- Supplied passage

>> Begin

[GE users] Scheduler dies like a hell

Ron Chen ron_chen_123 at yahoo.com
Fri May 20 03:01:56 BST 2005


It is not easy to find out which file gets corrupted
:(

One thing you can try is to move spooled job files (in
default/spool/qmaster/jobs) to a backup directory.
Also, you can use qconf to dump the configuration for
the queues/users/hosts, and see if the values "make
sense".

Of course the best way to fix this is to restore from
backup!

 -Ron


--- Viktor Oudovenko <udo at physics.rutgers.edu> wrote:
> Hi, Ron,
> 
> I am using classic spooling.
> Which file should I look for corruption? Can I edit
> it manually?
> Thank you very much in advance.
> v
> 
> > -----Original Message-----
> > From: Ron Chen [mailto:ron_chen_123 at yahoo.com] 
> > Sent: Thursday, May 19, 2005 20:38
> > To: users at gridengine.sunsource.net
> > Subject: RE: [GE users] Scheduler dies like a hell
> > 
> > 
> > Are you using classic spooling or Berkeley DB
> > spooling?
> > 
> > With classic spooling, when the machine crashes,
> the
> > files may get corrupted. And when qmaster reads in
> the 
> > corrupted files, it may also corrupt the qmasters'
> data structures.

>> End

- Requirements
**1.** Answer from the scheduler thread:
(a) Which spooling method does Viktor Oudovenko say he is using?
(b) In which directory are the spooled job files that Ron suggests moving to a backup directory?
(c) What does Ron name as the best way to fix the problem?
**2.** Reproduce the scheduler thread word for word, everything from "Of course the" down to "using classic spooling.".

- Material supplied
>> Begin

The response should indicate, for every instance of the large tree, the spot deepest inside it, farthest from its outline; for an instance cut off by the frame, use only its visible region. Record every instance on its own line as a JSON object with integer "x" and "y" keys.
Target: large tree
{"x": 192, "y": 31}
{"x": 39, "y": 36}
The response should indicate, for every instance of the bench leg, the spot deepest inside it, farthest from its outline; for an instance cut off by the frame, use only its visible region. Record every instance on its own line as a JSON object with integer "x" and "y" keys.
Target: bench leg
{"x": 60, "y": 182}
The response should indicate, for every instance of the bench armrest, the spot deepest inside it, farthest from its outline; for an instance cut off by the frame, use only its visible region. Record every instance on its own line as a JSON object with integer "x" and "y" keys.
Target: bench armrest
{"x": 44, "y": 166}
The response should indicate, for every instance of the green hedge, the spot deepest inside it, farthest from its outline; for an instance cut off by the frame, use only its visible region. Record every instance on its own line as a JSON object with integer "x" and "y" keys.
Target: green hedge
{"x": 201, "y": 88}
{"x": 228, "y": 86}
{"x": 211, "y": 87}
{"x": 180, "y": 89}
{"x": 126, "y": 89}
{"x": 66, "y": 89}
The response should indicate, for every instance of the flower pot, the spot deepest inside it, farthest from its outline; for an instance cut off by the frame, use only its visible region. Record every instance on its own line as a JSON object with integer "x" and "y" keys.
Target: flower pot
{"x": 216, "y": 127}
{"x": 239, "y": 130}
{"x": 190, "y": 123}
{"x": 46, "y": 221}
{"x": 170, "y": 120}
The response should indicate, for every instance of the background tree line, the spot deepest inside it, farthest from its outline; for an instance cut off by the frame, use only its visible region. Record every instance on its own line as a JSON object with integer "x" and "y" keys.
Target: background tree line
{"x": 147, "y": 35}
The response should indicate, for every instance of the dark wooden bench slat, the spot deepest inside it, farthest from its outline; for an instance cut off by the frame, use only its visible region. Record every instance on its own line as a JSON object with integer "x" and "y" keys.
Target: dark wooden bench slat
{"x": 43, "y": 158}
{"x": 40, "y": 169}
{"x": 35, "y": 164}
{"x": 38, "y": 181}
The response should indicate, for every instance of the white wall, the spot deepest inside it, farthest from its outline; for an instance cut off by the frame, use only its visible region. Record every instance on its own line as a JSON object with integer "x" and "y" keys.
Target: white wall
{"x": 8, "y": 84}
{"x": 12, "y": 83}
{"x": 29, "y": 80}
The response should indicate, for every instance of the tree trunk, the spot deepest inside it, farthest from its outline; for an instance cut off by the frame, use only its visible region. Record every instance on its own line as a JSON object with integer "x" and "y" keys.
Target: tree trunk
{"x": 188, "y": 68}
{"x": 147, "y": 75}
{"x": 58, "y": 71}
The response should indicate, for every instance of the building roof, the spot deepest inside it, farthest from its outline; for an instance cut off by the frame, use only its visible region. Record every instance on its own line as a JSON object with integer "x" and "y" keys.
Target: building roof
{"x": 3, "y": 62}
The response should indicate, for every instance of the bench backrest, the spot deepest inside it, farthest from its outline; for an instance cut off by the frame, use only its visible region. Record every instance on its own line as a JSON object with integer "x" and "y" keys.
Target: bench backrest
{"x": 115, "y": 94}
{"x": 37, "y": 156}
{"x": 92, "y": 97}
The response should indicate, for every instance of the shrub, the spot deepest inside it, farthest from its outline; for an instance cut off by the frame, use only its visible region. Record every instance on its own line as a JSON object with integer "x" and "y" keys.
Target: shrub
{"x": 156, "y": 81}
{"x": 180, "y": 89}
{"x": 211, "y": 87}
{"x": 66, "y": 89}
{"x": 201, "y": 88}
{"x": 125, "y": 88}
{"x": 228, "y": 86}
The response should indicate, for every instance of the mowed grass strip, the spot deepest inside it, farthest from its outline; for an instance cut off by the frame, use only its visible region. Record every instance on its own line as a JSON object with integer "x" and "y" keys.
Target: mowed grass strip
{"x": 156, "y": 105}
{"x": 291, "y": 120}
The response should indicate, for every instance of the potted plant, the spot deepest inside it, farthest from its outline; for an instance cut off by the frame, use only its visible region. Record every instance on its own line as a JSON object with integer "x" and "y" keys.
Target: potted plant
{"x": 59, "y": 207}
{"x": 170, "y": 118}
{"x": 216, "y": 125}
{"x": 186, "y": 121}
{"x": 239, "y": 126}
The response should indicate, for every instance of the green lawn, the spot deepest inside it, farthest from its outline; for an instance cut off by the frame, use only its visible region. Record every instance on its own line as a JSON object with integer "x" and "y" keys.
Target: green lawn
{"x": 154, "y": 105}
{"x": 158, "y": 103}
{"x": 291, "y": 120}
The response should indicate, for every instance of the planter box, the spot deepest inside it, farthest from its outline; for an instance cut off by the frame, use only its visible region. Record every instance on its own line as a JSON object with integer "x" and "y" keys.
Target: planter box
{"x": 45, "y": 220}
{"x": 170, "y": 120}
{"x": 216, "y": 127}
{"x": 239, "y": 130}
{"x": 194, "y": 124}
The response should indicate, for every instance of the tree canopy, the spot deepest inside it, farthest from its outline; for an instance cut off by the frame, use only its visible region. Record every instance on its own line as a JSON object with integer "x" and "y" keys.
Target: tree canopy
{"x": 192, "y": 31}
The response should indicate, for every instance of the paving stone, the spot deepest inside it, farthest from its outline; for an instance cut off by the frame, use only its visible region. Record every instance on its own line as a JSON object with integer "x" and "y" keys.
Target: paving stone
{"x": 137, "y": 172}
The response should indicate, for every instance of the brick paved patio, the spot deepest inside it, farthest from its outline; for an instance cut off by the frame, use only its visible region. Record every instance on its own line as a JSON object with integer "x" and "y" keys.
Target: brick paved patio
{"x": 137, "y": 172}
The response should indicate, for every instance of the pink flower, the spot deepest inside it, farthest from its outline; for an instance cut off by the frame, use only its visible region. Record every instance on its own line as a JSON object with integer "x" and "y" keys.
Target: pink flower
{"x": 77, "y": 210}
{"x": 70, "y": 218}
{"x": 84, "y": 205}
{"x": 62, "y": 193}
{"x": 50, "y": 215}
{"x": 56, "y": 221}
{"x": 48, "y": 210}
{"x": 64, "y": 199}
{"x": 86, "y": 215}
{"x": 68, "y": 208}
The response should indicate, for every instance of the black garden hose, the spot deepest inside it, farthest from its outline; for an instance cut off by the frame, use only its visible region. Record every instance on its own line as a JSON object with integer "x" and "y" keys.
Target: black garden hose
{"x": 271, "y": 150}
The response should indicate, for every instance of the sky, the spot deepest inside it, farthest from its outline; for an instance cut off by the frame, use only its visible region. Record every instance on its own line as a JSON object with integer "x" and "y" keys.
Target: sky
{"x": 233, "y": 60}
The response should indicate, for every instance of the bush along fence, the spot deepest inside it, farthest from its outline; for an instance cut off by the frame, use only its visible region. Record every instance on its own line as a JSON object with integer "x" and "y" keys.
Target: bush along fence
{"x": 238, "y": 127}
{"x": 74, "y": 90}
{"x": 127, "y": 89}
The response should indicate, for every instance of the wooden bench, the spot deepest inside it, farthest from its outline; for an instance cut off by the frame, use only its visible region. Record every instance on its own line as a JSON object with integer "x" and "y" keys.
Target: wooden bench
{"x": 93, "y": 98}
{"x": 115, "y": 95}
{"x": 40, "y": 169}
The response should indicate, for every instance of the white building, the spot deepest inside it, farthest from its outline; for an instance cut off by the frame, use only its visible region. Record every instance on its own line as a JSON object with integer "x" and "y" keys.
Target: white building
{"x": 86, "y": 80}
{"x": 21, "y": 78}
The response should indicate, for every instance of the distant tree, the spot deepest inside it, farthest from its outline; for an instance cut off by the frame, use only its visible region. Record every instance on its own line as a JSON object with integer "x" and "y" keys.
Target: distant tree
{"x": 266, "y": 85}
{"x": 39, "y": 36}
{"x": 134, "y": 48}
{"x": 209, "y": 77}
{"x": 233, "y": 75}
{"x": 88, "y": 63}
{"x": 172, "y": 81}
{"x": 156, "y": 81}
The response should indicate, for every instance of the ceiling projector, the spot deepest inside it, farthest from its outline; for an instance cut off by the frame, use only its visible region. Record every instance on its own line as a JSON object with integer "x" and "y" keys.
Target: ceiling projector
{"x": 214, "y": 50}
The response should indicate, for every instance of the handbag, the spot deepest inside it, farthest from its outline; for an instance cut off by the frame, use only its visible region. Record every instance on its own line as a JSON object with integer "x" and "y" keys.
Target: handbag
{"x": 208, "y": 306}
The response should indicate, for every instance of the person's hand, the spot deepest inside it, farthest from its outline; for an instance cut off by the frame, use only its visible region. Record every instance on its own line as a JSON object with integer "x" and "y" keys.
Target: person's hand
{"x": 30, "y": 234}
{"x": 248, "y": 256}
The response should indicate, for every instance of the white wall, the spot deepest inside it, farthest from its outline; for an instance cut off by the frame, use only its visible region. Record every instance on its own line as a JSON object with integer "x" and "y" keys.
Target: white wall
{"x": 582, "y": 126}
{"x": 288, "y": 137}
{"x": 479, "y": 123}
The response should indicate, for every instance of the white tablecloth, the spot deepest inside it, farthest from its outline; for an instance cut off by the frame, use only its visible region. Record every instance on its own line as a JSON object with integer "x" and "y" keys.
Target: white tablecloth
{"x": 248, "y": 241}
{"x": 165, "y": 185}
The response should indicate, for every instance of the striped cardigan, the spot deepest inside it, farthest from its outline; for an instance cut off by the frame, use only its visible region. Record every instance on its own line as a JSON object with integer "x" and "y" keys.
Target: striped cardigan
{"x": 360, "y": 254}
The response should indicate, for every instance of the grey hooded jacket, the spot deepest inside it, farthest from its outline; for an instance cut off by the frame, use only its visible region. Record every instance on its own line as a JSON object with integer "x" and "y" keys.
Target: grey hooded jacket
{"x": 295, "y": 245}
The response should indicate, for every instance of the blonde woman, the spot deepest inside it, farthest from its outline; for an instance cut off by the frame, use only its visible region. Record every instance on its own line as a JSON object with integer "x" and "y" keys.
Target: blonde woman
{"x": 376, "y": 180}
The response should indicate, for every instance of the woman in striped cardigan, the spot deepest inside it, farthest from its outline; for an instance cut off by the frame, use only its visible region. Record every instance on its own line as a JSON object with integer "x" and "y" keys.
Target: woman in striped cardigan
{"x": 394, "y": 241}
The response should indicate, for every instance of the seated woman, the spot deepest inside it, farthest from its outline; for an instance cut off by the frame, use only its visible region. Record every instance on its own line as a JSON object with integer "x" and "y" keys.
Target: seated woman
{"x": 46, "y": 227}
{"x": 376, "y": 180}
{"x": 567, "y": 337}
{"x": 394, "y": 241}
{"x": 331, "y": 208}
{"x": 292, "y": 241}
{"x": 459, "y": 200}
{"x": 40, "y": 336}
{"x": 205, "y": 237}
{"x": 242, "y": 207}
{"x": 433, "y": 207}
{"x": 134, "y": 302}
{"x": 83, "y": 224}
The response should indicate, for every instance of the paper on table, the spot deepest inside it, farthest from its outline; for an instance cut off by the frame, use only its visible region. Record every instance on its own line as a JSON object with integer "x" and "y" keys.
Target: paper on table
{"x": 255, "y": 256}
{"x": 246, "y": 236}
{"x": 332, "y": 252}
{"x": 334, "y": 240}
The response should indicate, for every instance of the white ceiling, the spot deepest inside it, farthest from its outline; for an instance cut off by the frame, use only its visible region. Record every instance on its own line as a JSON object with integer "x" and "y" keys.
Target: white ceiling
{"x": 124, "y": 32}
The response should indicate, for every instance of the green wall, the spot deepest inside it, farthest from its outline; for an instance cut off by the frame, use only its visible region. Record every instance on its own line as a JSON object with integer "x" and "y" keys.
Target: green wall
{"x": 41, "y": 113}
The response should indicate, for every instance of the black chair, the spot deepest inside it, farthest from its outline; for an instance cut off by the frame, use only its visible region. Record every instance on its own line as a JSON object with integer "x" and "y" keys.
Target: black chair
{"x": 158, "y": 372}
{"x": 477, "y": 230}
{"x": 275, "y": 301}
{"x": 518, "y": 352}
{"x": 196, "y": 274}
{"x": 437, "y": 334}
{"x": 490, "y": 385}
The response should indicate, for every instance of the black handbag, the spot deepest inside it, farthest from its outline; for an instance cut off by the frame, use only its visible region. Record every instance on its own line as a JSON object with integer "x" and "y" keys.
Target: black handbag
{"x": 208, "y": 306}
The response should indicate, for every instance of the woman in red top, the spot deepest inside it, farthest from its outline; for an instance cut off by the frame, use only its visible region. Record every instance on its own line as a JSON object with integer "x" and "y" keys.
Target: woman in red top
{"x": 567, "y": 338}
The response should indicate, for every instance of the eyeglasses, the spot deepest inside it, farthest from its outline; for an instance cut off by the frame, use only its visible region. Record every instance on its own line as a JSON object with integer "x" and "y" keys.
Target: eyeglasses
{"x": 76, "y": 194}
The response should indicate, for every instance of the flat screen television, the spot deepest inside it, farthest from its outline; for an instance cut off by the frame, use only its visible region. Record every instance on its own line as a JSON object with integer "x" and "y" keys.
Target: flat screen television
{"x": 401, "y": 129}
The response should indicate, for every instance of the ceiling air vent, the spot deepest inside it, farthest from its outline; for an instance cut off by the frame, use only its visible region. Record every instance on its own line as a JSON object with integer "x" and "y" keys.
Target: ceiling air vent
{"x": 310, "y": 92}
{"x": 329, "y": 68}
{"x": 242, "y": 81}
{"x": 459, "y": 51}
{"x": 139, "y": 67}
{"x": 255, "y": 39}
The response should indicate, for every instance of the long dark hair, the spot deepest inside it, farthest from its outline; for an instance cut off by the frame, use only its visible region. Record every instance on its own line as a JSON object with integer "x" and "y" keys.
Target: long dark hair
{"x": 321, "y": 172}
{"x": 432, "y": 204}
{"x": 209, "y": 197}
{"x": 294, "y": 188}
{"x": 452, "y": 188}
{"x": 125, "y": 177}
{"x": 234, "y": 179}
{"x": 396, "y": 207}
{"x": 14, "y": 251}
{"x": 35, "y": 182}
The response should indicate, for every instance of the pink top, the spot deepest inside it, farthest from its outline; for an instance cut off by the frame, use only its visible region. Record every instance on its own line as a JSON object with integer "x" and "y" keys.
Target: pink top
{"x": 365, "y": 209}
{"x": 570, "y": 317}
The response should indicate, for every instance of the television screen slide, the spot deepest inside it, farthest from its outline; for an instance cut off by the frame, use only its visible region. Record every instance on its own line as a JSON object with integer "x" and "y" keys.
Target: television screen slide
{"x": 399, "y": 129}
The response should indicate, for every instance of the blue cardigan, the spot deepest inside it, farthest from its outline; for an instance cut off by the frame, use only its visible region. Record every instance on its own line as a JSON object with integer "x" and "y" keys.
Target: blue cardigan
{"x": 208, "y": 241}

>> End

- Answers below
**1.**
(a) Classic spooling.
(b) default/spool/qmaster/jobs
(c) Restoring from backup.

**2.**
Of course the best way to fix this is to restore from
backup!

 -Ron


--- Viktor Oudovenko <udo at physics.rutgers.edu> wrote:
> Hi, Ron,
> 
> I am using classic spooling.